* _Exercise objective_: From the first line onward, reproduce the records exactly; the final line to include is the one holding "target: man's teeth".

*** Opening Supplied entries ***

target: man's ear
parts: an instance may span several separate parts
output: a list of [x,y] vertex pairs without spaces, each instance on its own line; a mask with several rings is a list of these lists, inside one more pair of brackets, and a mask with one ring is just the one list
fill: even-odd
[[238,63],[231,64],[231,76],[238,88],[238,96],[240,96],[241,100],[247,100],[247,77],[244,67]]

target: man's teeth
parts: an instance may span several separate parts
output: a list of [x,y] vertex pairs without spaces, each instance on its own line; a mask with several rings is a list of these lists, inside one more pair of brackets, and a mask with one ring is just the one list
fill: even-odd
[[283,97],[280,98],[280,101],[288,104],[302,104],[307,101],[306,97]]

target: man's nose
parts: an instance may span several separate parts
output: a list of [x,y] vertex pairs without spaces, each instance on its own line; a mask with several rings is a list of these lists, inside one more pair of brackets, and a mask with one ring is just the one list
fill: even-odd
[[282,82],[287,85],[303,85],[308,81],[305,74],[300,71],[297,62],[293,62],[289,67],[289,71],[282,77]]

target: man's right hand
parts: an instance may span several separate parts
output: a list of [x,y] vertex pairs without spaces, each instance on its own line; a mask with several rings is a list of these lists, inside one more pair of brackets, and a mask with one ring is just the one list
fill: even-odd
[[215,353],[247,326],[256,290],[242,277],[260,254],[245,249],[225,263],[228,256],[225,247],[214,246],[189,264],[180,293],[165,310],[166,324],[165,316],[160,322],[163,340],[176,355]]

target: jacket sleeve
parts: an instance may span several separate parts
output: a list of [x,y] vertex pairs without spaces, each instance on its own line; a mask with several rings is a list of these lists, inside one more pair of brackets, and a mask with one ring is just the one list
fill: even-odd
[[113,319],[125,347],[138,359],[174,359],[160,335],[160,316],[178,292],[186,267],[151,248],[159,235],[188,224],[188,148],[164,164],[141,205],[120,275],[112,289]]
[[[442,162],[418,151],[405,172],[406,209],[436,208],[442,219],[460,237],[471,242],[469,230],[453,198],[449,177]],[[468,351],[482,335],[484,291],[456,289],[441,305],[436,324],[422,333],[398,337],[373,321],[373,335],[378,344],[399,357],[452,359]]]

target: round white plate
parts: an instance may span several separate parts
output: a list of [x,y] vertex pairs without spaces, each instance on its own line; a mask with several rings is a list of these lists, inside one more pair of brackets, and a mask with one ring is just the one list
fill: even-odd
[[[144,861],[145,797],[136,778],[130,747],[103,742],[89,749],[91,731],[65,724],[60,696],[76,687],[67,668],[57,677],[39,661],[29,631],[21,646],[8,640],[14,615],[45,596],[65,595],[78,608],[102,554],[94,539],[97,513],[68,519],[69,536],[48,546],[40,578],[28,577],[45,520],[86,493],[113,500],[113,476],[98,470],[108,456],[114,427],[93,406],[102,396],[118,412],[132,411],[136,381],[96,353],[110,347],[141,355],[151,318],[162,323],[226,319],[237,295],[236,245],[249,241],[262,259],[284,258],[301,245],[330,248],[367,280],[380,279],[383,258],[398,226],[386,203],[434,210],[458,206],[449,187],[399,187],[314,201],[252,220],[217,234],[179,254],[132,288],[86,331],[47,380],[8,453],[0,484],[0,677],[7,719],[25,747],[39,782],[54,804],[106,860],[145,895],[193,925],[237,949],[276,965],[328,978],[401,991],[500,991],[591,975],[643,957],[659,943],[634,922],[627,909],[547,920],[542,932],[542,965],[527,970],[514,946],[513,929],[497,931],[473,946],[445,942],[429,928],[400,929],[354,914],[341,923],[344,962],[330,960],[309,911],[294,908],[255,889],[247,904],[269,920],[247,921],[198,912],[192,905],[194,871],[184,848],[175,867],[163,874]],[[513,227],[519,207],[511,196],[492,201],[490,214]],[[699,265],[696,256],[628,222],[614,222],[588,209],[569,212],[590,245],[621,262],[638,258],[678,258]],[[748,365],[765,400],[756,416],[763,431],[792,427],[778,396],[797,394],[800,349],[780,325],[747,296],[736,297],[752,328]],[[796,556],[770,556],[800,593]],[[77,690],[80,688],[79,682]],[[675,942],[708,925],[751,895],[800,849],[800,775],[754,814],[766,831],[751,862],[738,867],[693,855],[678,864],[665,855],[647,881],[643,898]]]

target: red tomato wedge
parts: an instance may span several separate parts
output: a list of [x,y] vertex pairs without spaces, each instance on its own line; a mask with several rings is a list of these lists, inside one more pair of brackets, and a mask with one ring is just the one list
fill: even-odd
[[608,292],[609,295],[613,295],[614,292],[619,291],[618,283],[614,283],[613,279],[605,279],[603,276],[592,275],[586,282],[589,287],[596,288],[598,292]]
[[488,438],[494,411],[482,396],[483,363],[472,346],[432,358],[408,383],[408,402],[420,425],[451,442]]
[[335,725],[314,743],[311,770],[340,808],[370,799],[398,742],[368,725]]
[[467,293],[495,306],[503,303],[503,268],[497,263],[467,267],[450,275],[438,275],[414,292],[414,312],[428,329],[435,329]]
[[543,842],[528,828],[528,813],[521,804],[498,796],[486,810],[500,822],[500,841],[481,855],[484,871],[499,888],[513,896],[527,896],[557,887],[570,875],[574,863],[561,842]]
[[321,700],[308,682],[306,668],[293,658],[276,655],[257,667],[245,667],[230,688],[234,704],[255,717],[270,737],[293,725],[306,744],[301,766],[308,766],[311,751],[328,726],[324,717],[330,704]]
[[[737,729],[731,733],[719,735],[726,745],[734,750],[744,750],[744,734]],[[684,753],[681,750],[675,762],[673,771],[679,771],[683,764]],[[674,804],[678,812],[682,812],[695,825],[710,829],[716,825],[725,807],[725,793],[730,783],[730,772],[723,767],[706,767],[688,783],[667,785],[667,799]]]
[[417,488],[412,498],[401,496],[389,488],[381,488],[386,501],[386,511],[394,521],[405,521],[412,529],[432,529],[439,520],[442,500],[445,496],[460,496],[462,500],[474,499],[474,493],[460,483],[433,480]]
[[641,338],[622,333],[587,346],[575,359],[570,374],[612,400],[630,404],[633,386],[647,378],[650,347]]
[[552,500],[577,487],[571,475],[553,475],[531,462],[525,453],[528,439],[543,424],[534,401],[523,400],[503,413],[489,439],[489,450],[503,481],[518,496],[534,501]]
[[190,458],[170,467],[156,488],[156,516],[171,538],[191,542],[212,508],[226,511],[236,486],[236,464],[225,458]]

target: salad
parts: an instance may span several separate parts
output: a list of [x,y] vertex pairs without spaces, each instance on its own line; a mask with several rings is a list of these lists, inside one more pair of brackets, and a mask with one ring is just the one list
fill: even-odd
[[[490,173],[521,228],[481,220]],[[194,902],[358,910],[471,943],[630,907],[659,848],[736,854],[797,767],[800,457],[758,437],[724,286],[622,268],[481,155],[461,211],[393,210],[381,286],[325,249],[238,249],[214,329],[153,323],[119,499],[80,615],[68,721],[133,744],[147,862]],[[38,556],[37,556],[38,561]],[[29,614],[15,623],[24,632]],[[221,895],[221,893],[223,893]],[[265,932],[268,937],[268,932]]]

*** Closing Supplied entries ***

* _Response to the exercise_:
target: man's ear
parts: an instance may span several separate parts
output: a list of [x,y] vertex pairs without spaces, each instance on its own line; a mask with several rings is a list of these lists, inside one more pair of brackets, and a mask with one ring is just the one list
fill: even-odd
[[238,63],[231,64],[231,76],[238,88],[238,96],[240,96],[241,100],[247,100],[247,77],[244,67]]

target: man's teeth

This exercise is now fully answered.